### Exercise data ###
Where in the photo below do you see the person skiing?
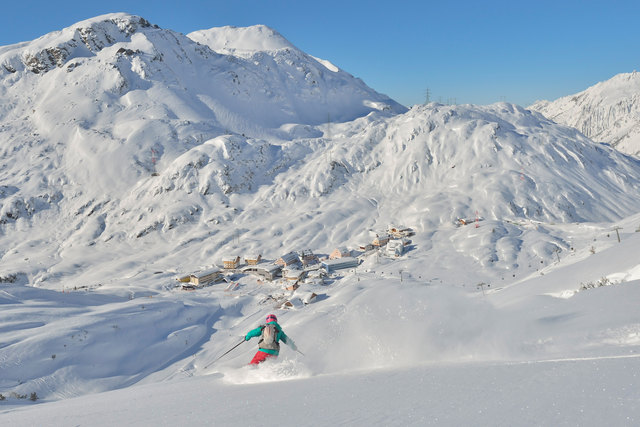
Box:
[244,314,298,365]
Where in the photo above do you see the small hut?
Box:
[329,246,351,259]
[276,252,300,267]
[222,255,240,270]
[244,254,262,265]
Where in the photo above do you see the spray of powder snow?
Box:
[296,282,540,373]
[220,359,311,384]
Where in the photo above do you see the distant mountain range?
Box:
[529,71,640,156]
[0,14,640,290]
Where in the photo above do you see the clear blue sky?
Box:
[0,0,640,106]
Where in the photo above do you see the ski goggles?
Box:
[267,314,278,323]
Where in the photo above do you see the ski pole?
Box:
[204,339,245,369]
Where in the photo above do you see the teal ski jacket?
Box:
[244,322,298,356]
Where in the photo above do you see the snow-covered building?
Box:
[244,254,262,265]
[329,246,351,259]
[299,249,319,265]
[385,240,404,257]
[371,233,391,247]
[184,268,222,286]
[222,255,240,269]
[282,268,307,282]
[242,262,282,280]
[276,252,300,267]
[387,224,414,239]
[322,257,360,273]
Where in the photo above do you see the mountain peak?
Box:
[187,25,294,56]
[529,71,640,155]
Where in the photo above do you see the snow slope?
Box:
[529,71,640,156]
[0,14,640,425]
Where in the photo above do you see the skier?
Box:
[244,314,298,365]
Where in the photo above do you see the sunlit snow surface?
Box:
[0,14,640,426]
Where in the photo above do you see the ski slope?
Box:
[0,14,640,426]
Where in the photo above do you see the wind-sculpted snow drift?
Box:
[0,14,640,412]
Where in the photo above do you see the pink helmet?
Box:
[267,314,278,323]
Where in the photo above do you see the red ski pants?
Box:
[249,350,278,365]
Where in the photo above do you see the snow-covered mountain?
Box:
[0,14,640,287]
[529,71,640,156]
[0,14,640,424]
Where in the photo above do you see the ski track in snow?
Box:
[0,14,640,425]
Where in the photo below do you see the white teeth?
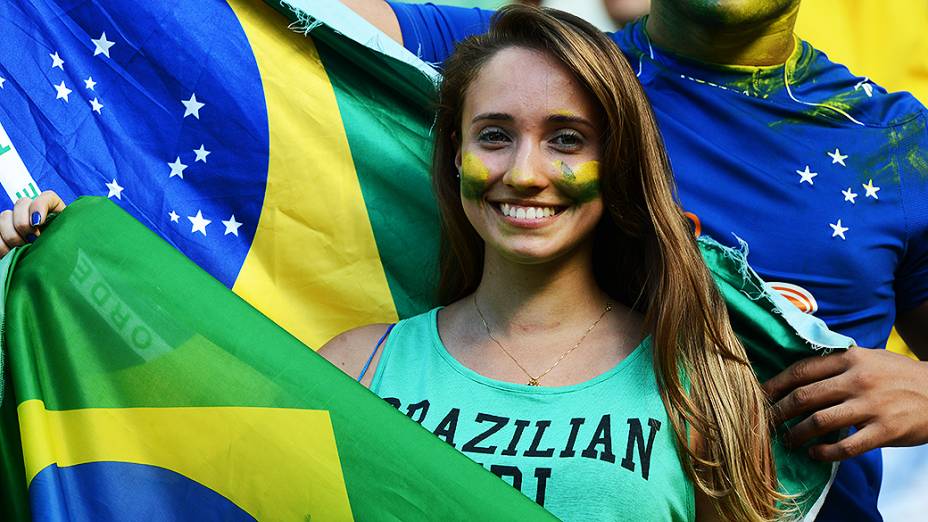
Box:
[499,203,557,219]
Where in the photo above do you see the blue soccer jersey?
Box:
[391,4,928,520]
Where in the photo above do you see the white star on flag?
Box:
[49,51,64,71]
[796,165,818,185]
[827,147,848,167]
[828,219,850,241]
[55,80,71,103]
[193,144,211,163]
[180,93,206,120]
[222,214,242,236]
[862,178,880,199]
[90,33,116,58]
[854,77,873,98]
[106,178,125,199]
[167,155,187,179]
[841,187,857,204]
[187,210,212,236]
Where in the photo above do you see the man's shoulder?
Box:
[798,42,928,127]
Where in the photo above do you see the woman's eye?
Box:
[552,132,583,149]
[477,128,509,143]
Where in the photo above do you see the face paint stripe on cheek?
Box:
[461,152,490,199]
[555,161,599,203]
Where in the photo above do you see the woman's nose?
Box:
[503,143,549,190]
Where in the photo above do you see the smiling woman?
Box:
[320,6,784,520]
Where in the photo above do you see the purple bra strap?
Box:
[358,323,396,382]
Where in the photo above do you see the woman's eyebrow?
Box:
[470,112,515,123]
[545,114,593,127]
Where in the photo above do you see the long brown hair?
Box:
[432,5,786,520]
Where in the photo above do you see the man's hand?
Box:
[764,347,928,461]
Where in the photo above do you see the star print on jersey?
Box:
[49,51,64,71]
[222,214,242,236]
[827,147,848,167]
[106,178,124,199]
[90,33,116,58]
[55,80,72,103]
[0,0,262,287]
[27,38,242,246]
[841,187,857,205]
[854,78,873,98]
[193,144,210,163]
[180,93,206,120]
[796,165,818,185]
[828,219,850,240]
[187,210,213,236]
[168,156,187,179]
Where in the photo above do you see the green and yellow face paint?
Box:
[461,152,490,200]
[554,160,599,204]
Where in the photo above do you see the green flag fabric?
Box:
[0,0,851,520]
[2,198,549,520]
[0,198,849,520]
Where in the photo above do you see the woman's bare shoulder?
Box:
[319,323,390,385]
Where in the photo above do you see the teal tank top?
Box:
[371,308,695,522]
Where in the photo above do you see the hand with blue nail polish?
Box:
[0,190,65,257]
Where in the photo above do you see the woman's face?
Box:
[456,47,603,264]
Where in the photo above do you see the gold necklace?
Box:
[474,292,612,386]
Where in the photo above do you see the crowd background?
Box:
[404,0,928,522]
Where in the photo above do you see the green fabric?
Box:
[268,0,440,317]
[371,309,695,522]
[0,198,548,520]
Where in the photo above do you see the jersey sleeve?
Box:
[895,109,928,312]
[387,2,493,64]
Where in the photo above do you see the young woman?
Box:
[320,6,782,520]
[0,6,783,520]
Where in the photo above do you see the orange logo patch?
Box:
[768,282,818,314]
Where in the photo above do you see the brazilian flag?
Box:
[0,0,850,520]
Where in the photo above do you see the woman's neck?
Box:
[476,243,609,336]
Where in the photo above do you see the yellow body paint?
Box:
[461,152,490,199]
[554,160,599,203]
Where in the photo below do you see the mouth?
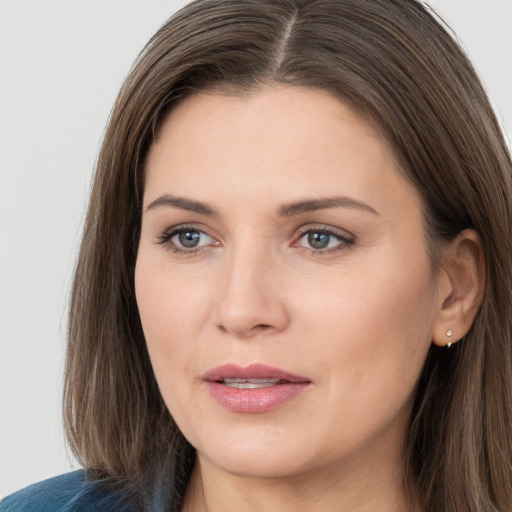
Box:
[203,364,312,413]
[221,378,288,389]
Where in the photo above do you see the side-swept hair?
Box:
[64,0,512,512]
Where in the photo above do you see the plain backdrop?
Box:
[0,0,512,495]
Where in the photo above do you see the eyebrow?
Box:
[146,194,379,217]
[279,196,380,217]
[146,194,218,217]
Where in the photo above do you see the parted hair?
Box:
[64,0,512,512]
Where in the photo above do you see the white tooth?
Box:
[223,378,282,389]
[224,381,277,389]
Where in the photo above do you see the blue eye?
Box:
[298,229,354,252]
[169,229,213,249]
[159,226,217,252]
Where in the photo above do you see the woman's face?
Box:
[135,86,441,482]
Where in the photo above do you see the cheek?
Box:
[135,253,209,372]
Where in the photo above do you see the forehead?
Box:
[145,86,418,218]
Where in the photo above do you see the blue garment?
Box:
[0,469,135,512]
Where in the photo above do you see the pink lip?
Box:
[203,364,311,413]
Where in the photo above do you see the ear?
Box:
[433,229,485,346]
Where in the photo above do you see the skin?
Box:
[135,86,480,512]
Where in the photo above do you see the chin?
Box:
[191,424,316,478]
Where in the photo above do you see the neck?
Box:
[182,446,420,512]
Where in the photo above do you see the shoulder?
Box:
[0,470,136,512]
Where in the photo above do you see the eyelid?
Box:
[292,224,356,254]
[156,224,220,254]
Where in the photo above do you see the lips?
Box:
[203,364,312,413]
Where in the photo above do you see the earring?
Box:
[446,329,453,348]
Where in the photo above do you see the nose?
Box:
[216,247,289,338]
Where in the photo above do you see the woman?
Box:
[2,0,512,512]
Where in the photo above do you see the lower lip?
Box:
[206,382,310,413]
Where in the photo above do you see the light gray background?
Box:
[0,0,512,495]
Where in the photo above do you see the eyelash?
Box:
[157,224,355,255]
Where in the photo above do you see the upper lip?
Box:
[203,364,311,382]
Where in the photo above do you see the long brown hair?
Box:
[64,0,512,512]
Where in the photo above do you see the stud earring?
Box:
[446,329,453,348]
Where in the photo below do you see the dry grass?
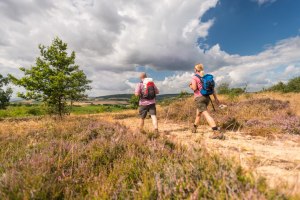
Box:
[0,116,285,199]
[160,93,300,136]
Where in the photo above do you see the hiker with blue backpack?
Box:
[135,73,159,134]
[189,64,224,139]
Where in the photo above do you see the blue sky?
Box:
[0,0,300,96]
[202,0,300,55]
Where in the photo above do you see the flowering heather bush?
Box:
[161,98,300,136]
[0,117,283,199]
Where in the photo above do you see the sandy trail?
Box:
[98,111,300,194]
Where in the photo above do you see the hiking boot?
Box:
[209,130,225,140]
[138,129,147,135]
[191,125,197,133]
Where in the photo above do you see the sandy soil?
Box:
[98,111,300,194]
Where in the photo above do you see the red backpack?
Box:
[141,81,156,100]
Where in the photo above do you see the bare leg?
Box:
[151,115,158,130]
[194,109,201,126]
[140,119,145,130]
[202,111,217,128]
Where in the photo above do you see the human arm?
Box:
[189,79,197,91]
[213,92,220,105]
[154,85,159,94]
[134,84,141,97]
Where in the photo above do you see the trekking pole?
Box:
[208,96,216,112]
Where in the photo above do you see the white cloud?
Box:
[0,0,217,95]
[0,0,300,96]
[155,36,300,92]
[252,0,277,6]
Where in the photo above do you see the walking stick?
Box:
[208,96,216,112]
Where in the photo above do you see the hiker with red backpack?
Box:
[189,64,224,139]
[135,73,159,133]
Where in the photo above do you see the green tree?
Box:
[0,74,13,109]
[10,38,91,117]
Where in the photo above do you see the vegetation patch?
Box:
[0,117,285,199]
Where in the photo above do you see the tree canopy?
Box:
[0,74,13,109]
[10,38,91,116]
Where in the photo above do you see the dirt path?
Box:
[97,113,300,194]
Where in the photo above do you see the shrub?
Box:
[267,77,300,93]
[0,117,283,199]
[159,98,300,136]
[217,83,247,101]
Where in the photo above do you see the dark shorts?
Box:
[195,96,209,112]
[139,104,156,119]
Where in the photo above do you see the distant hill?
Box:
[91,94,179,100]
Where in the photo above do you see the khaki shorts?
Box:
[195,96,209,112]
[139,104,156,119]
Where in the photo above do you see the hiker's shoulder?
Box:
[192,74,199,81]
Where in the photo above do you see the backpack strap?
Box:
[195,74,203,89]
[195,74,203,83]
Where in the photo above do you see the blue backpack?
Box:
[195,74,216,96]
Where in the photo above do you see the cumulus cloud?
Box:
[0,0,300,96]
[252,0,277,5]
[0,0,217,95]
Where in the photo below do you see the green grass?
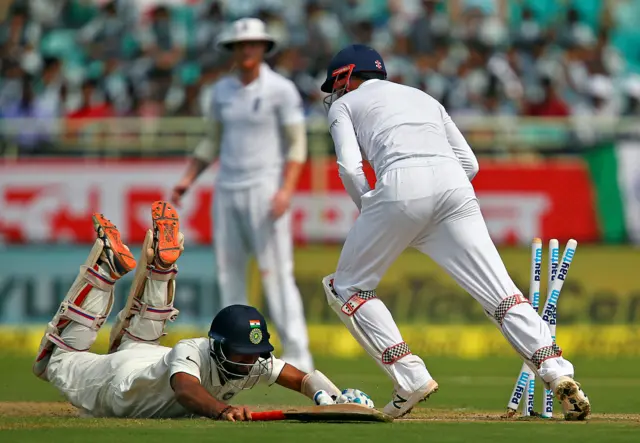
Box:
[0,355,640,443]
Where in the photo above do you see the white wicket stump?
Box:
[507,238,542,416]
[541,238,556,418]
[507,238,578,418]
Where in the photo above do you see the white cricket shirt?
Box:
[110,338,285,418]
[208,64,304,189]
[328,80,478,208]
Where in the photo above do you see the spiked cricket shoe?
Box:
[382,379,438,418]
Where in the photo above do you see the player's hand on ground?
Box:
[271,189,291,219]
[218,406,251,421]
[171,182,190,207]
[336,389,375,408]
[313,390,336,406]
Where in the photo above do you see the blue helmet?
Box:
[320,45,387,93]
[209,305,273,389]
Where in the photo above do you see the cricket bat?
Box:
[251,404,393,422]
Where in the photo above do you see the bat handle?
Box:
[251,411,286,421]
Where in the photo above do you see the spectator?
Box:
[2,76,56,154]
[409,0,449,54]
[0,59,26,112]
[623,75,640,117]
[37,57,64,116]
[67,80,114,121]
[0,4,42,72]
[139,6,187,73]
[511,6,542,51]
[194,1,225,64]
[524,77,570,117]
[78,0,127,60]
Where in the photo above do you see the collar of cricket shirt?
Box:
[359,78,380,88]
[235,62,271,91]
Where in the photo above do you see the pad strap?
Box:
[80,265,116,292]
[493,294,529,326]
[531,343,562,369]
[382,342,411,365]
[341,291,376,317]
[147,265,178,281]
[46,333,89,352]
[60,301,107,331]
[131,299,180,321]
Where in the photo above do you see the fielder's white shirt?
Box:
[112,338,285,418]
[328,80,478,208]
[208,64,304,189]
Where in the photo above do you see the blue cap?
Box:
[320,45,387,93]
[209,305,273,355]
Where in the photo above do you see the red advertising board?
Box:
[0,160,598,244]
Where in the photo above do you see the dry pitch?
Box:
[0,355,640,443]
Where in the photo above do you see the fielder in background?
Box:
[172,19,313,371]
[33,202,373,421]
[321,45,590,419]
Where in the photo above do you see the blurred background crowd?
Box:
[0,0,640,156]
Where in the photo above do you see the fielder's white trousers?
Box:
###
• [Given instruction]
Could you repeat the listing starting at the line containing "fielder's white trousers?" and ending at the listing's last line, substituting "pants" for "trousers" and changing nothing else?

• [Response]
Where in the photo above do you see the fielder's white pants?
Box:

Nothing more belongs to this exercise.